*Problems to solve*.
A. Check each statement against the GPG encryption walkthrough. For each, answer yes or no and quote the words of the walkthrough that decide it. (i) The public key is exported by referring to the comment given when the private key was created. (ii) The EncryptFile method returns a string holding the encrypted data. (iii) Computer B does not need GPG for Windows installed.
B. Write the next part of the GPG encryption walkthrough, picking up right after its final sentence.

# Start of Document text

You can view your keys by entering the command:
gpg --list-keys
OK. Now that we have a private key on our key-ring, we can export it as a public key. You can do that by entering the following command,
using the comment which you input when you create your private key (you can see from the screenshot above that I used the comment "For private encrypted stuff"):
gpg --armor --output pubkey.txt --export 'For private encrypted stuff'
That will create a text file called pubkey.txt in the folder which has context vis-a-vis the Console in which you ran that command. (Or you could create it with a full
path - e.g., "D:\pubkey.txt".)
Now, on to the encryption. We will now move to Computer B. Computer B should also have GPG for Windows installed on it. To import the key (that we just exported above) onto Computer B, run:
gpg --import "D:\pubkey.txt"
And that's it. We can now move onto some code! We will use the imported key to encrypt some data. Then, at a later stage, we can take that encrypted data back
to Computer A where we will decrypt it.
Create the Contract for the Encryption Service
First off, we will create a contract for our service to clearly delineate exactly what it will do. So, create a Visual Studio solution, add a
Class Library (name it "Contracts"),
and add the following interface to the class library:
public interface IEncryptionService
{
FileInfo EncryptFile(string keyUserId, string sourceFile, string encryptedFile);
}
The EncryptFile method will return a FileInfo object representing the encrypted file that is created during the operation. Now, we will implement that interface.
Create the Encryption Service
Add another new project to your solution called "Service".
Create a new class called EncryptionService which will implement our interface. Add a reference to the Contracts project which contains the
IEncryptionService interface.
Then you will need to download the Starksoft OpenPGP component for .NET. (At the time of writing, this component is being migrated from SourceForge to CodePlex.
So, if you cannot find it on the Internet, just use the copy included with the download code for this article.)

# End of Document text
# Start of Records provided

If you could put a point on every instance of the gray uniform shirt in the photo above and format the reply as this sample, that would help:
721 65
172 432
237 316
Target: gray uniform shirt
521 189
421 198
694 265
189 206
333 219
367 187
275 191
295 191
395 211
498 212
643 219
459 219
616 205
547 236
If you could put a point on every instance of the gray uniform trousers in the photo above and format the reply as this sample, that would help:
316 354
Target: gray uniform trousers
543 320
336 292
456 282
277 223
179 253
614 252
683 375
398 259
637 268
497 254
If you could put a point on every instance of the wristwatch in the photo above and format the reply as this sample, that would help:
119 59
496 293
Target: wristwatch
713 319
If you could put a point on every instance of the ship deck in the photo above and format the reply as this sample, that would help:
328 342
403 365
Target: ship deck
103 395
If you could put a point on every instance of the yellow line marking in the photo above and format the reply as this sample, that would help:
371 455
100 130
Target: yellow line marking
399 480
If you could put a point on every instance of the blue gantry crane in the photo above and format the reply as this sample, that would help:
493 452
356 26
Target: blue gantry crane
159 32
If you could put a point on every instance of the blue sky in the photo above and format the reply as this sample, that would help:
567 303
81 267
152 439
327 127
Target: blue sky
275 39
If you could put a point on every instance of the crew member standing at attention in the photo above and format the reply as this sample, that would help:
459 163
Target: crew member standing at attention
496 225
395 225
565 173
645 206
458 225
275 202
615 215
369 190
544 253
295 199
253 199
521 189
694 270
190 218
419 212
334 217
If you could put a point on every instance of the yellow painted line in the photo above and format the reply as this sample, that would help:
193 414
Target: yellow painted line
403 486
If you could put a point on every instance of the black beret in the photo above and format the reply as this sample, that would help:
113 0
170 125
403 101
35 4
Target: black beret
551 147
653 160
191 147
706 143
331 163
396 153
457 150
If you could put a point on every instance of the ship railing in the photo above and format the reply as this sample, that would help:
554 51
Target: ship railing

# End of Records provided

*Results for each task*.
A.
(i) Yes: "using the comment which you input when you create your private key"
(ii) No: "The EncryptFile method will return a FileInfo object representing the encrypted file that is created during the operation."
(iii) No: "Computer B should also have GPG for Windows installed on it."

B.
Then, implement that IEncryptionService interface:
public class EncryptionService : IEncryptionService
{
private GnuPG gpg = new GnuPG();
private string appPath;
public EncryptionService()
{
}
public EncryptionService(string appPath)
{
this.appPath = appPath;
}
public FileInfo EncryptFile(string keyUserId, string sourceFile, string encryptedFile)
{
if (string.IsNullOrEmpty(keyUserId))
throw new ArgumentException("keyUserId parameter is either empty or null", "keyUserId");
if (string.IsNullOrEmpty(sourceFile))
throw new ArgumentException("sourceFile parameter is either empty or null", "sourceFile");
if (string.IsNullOrEmpty(encryptedFile))
throw new ArgumentException("encryptedFile parameter is either empty or null", "encryptedFile");
using (Stream sourceFileStream = new FileStream(sourceFile, FileMode.Open))
{
using (Stream encryptedFileStream = new FileStream(encryptedFile, FileMode.Create))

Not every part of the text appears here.